The Book Bloc, London, 2010. Chasing the Specters of Marx (Jacques Derrida, 1994). Image taken from: http://signsofrevolt.net/book-bloc-bites-back/.

The effectivity or actuality of the democratic promise, like that of the communist promise, will always keep within it, and it must do so, this absolutely undetermined messianic hope at its heart, this eschatological relation to the to-come of an event and of a singularity, of an alterity that cannot be anticipated.

–Jacques Derrida, 19931

A visual trace from a "book bloc",2 the mode of street action in which protesters marched wearing mock books as shields in the streets of Rome, London, and other cities in 2010, in defence of public universities and libraries, epitomises the spirit, or the spectre, of our time: a policeman raises his baton against a protester who carries a book sign of Jacques Derrida's Specters of Marx. The list of the books that have been seen in the affective alliances of the book bloc include: Theodor W. Adorno's Negative Dialectics, Virginia Woolf's A Room of One's Own, Mary Shelley's Frankenstein, Samuel Beckett's Waiting for Godot, Judith Butler's Gender Trouble, Donna Haraway's Cyborg Manifesto, and many other titles denoting a long chain of critical literatures and epistemologies. In the book blocs, people have taken to the streets to fight for critical thinking and public education, turning books into banners and shields against educational cuts and neoliberal regimes of university governance. But that uncanny image of the armed policeman chasing both the unarmed "spectres of Marx" and their concomitant literatures (i.e., social sciences and humanities) emerged to remind us that those recurring and floating (hence re-signifiable and reclaimed) spectres still haunt capitalism and its epistemes.

**PROBLEM REQUIREMENTS:**
Please answer these questions about the book bloc passage, one line each, numbered to match:
1. In what year did the book bloc protests take place in Rome, London, and other cities?
2. Which book by Mary Shelley is named among the titles seen in the book blocs?
3. What does the policeman raise against the protester carrying the Specters of Marx sign?
The rows that follow were drawn from a separate source.

Rows from a data source
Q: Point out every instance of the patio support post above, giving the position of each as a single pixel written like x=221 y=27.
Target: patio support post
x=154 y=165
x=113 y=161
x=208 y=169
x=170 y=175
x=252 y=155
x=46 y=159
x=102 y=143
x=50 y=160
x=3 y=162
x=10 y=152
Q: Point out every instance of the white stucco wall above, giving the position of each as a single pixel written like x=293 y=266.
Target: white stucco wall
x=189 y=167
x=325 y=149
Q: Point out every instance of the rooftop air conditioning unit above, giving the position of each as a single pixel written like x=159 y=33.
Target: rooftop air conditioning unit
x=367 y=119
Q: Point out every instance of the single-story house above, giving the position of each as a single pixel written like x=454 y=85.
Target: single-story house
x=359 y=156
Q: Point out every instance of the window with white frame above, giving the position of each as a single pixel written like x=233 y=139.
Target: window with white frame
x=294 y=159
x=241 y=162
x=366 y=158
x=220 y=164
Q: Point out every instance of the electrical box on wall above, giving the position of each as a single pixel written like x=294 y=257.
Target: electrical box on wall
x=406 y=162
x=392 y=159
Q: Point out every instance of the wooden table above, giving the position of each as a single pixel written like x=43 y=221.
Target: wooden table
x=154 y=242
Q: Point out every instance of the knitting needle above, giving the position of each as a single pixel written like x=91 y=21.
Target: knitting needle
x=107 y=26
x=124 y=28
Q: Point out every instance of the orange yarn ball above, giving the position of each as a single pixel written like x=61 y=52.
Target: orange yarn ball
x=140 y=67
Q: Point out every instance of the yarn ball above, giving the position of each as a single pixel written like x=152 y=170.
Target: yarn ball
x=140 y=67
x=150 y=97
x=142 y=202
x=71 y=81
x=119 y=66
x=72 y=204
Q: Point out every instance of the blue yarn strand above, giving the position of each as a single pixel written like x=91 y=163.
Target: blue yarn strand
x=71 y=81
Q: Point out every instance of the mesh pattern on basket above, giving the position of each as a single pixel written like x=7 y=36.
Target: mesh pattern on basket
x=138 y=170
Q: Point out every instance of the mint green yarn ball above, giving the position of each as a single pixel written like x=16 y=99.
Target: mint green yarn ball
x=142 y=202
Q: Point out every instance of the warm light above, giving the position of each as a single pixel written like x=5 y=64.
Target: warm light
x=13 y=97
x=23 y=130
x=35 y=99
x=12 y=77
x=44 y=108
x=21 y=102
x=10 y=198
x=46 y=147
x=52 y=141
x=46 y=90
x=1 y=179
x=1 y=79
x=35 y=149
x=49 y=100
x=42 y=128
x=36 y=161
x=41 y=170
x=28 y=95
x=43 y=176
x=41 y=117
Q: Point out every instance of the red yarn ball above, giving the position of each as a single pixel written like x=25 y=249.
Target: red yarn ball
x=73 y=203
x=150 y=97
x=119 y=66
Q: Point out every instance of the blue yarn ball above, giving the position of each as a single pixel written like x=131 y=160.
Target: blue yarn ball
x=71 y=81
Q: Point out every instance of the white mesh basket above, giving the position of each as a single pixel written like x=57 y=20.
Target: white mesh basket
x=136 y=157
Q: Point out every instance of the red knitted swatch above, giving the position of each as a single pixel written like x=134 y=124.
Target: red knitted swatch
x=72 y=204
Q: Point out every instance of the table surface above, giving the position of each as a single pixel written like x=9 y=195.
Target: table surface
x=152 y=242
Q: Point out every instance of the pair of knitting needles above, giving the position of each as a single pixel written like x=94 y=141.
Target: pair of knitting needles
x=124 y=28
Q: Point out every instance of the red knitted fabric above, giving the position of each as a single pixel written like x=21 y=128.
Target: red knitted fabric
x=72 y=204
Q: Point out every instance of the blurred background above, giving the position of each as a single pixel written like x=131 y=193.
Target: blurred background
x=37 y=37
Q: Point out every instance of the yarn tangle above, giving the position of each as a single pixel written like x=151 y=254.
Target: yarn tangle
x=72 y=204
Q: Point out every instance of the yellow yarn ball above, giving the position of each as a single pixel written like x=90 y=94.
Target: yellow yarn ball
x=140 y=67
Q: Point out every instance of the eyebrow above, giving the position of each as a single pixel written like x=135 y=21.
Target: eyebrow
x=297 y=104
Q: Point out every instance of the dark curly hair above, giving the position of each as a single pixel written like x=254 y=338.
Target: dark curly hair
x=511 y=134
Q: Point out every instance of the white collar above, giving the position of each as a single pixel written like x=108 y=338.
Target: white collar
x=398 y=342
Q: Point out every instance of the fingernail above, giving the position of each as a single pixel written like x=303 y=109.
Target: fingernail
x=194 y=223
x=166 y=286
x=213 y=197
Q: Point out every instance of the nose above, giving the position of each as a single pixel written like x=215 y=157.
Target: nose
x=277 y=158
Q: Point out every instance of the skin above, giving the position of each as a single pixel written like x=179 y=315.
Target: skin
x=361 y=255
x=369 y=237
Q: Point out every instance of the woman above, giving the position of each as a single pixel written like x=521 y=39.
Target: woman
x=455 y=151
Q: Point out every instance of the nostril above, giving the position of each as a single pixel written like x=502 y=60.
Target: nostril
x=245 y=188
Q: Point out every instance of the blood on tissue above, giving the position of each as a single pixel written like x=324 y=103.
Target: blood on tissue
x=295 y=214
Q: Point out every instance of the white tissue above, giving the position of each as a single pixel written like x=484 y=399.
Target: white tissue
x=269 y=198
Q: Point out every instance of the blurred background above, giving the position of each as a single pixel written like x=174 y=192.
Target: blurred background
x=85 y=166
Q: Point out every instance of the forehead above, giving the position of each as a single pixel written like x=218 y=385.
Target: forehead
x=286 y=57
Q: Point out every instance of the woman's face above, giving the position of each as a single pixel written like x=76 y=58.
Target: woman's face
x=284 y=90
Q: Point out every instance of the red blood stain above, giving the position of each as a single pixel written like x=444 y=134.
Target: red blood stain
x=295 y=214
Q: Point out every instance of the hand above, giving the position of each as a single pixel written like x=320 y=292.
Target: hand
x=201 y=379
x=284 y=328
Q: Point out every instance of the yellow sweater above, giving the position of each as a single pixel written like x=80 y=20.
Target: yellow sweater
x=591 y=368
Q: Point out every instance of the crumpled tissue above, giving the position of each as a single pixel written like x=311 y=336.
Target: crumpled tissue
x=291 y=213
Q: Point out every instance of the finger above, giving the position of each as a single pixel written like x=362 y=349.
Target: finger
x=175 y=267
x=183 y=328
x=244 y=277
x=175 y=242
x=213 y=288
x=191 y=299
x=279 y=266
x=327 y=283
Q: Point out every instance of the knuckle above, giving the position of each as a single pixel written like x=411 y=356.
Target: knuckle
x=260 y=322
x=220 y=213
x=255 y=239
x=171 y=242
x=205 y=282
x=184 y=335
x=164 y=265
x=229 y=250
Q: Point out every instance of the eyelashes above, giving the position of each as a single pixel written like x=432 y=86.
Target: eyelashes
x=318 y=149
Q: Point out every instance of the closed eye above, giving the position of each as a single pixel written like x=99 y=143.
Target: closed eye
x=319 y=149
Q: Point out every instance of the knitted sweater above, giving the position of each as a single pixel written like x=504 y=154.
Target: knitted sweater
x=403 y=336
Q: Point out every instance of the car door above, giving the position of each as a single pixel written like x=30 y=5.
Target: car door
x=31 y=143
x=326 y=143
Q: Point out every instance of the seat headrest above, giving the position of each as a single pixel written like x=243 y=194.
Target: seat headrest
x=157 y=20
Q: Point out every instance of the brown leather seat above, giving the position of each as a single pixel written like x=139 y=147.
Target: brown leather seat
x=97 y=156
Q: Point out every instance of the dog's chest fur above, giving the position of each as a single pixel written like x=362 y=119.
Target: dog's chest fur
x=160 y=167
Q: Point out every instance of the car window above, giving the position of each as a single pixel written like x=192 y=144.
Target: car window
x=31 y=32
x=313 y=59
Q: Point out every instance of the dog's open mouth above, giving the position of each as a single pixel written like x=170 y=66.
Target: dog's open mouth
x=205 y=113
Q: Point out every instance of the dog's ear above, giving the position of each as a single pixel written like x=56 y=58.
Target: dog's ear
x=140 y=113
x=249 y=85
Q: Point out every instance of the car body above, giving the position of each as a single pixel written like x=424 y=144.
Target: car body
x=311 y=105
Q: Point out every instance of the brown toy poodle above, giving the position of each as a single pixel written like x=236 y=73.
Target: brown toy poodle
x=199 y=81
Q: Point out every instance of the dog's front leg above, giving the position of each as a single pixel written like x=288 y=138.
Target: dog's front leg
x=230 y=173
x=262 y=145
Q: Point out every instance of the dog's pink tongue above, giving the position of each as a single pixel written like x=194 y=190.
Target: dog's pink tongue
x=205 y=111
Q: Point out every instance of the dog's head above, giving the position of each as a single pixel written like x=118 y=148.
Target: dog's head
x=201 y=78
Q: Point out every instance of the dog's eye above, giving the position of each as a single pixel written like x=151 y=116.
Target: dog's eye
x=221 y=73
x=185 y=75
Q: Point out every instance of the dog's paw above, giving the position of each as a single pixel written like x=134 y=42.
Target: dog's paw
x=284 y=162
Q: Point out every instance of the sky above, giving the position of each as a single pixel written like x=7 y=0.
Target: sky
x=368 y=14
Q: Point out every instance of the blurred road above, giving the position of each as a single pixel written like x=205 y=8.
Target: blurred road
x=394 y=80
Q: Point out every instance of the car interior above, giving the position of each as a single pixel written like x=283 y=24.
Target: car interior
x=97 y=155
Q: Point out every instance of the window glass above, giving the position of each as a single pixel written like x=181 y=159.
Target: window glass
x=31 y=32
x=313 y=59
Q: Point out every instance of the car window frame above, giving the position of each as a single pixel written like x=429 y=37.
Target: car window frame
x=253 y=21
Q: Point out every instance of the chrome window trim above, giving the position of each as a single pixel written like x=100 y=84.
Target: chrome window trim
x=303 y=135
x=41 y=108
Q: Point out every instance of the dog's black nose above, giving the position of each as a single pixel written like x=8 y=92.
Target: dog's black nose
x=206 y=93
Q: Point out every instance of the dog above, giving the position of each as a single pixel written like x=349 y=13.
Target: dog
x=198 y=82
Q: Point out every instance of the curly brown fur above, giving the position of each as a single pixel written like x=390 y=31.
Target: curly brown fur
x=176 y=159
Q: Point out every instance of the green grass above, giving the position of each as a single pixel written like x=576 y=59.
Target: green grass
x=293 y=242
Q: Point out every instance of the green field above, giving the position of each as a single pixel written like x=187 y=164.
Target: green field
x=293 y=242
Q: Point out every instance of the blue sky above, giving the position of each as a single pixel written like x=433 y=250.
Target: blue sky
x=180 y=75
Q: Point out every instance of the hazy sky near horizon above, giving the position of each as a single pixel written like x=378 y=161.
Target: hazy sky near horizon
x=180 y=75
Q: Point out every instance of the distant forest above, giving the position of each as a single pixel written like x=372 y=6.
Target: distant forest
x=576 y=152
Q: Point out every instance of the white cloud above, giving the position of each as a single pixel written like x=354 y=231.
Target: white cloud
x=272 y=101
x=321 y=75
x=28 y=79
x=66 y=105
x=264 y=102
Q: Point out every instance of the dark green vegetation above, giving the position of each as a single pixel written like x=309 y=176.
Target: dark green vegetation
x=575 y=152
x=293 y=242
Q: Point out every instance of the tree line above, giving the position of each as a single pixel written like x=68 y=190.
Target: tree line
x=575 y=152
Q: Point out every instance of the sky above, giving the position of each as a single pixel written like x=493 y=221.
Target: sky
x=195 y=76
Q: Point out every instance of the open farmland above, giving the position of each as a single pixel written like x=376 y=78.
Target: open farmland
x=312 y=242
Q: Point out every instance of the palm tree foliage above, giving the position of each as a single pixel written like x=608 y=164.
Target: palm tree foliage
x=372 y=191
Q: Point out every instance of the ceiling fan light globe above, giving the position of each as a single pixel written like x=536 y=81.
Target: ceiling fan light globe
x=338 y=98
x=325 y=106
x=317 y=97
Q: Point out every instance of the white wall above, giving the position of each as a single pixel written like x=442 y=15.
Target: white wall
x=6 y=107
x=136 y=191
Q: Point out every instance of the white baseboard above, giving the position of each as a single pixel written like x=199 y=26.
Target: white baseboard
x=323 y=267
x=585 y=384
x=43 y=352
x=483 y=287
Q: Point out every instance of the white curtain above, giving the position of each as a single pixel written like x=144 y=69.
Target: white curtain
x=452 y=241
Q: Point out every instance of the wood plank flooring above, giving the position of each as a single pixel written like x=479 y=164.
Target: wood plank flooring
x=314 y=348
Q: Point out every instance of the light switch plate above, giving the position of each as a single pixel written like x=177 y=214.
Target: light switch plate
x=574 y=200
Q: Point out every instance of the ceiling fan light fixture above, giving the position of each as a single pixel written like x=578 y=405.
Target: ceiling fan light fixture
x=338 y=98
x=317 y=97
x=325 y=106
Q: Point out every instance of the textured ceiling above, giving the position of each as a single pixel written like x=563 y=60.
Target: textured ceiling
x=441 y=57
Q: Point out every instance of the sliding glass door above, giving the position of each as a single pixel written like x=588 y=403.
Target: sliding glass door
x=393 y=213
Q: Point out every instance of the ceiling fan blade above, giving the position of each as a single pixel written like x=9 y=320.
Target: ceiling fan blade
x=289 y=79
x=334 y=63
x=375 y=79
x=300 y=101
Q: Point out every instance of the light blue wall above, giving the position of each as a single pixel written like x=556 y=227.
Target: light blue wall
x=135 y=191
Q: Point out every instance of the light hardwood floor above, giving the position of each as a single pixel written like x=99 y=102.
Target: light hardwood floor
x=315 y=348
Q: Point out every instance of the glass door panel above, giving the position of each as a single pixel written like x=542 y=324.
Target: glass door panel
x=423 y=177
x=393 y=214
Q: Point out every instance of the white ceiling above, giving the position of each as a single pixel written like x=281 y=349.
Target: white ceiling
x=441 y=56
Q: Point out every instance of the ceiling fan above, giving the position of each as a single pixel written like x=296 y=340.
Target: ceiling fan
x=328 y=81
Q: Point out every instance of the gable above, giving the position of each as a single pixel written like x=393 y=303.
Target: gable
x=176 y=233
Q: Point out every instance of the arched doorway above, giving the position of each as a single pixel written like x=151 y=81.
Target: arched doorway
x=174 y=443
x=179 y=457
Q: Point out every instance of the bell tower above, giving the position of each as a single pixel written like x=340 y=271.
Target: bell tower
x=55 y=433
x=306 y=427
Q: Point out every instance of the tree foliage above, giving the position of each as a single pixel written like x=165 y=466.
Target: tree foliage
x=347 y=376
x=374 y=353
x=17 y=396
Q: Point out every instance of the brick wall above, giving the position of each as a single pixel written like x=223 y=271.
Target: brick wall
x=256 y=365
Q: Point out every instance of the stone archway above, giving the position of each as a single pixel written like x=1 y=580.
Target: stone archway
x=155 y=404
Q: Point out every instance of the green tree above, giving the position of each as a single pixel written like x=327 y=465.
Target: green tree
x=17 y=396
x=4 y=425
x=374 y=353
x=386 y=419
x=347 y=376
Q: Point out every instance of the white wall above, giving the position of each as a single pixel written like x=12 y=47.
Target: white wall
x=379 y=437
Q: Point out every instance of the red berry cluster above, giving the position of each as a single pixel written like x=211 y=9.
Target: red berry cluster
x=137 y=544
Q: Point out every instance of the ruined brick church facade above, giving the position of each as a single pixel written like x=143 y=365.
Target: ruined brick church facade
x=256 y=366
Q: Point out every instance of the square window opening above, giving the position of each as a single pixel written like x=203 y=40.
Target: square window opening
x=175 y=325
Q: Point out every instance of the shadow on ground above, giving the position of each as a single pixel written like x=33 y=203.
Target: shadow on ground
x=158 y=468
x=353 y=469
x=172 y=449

**ANSWER:**
1. 2010
2. Frankenstein
3. His baton